Exercise brief ::
Every line of the listing below must be printed again exactly, apart from its pictures.

Given entries ::
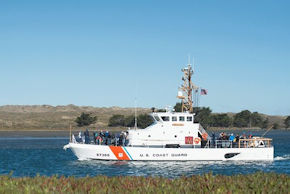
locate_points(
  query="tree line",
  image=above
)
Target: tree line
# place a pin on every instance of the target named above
(203, 115)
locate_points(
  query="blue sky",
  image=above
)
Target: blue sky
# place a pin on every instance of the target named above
(107, 53)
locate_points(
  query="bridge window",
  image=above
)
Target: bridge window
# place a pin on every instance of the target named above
(165, 118)
(156, 118)
(189, 118)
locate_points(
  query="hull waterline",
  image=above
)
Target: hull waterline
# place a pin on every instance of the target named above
(104, 152)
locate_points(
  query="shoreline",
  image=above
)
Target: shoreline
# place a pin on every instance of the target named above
(65, 133)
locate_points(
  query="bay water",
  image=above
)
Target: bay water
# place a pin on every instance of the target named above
(30, 156)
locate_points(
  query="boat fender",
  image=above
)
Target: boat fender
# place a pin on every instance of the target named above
(66, 147)
(204, 136)
(261, 144)
(197, 140)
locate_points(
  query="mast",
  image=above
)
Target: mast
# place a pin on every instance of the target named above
(186, 89)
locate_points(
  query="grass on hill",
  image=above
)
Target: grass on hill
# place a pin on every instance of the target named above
(207, 183)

Answer ::
locate_points(
  query="tree line",
  image=above
)
Target: tree line
# place a pin on every instance of the target named above
(203, 115)
locate_points(
  query="blue sky",
  image=above
)
Target: blue sky
# place a pin on every instance of the target named above
(107, 53)
locate_points(
  query="bridge window",
  image=above
)
Target: bridge window
# place a pin on every instance of the target named above
(165, 118)
(156, 118)
(189, 118)
locate_points(
  query="hull waterline",
  image=above
)
Target: hull waterline
# place a pin on every instance of the target named above
(104, 152)
locate_points(
  query="shoreline",
  image=above
)
Target: shoreline
# place a pin on every instance of the target named above
(65, 133)
locate_points(
  query="bay water",
  image=above
)
Target: bay water
# place a pin on every instance of the target named above
(30, 156)
locate_points(
  query="boat fender",
  image=above
)
Target: boat fender
# place a pin on every instance of the target named above
(66, 147)
(204, 136)
(261, 144)
(197, 140)
locate_points(
  query="mast",
  image=above
)
Target: mast
# place a pin on every instance of the target named above
(186, 89)
locate_points(
  query="grass on hill",
  image=above
)
Target: grass on hill
# place a pin on every instance of the target named above
(207, 183)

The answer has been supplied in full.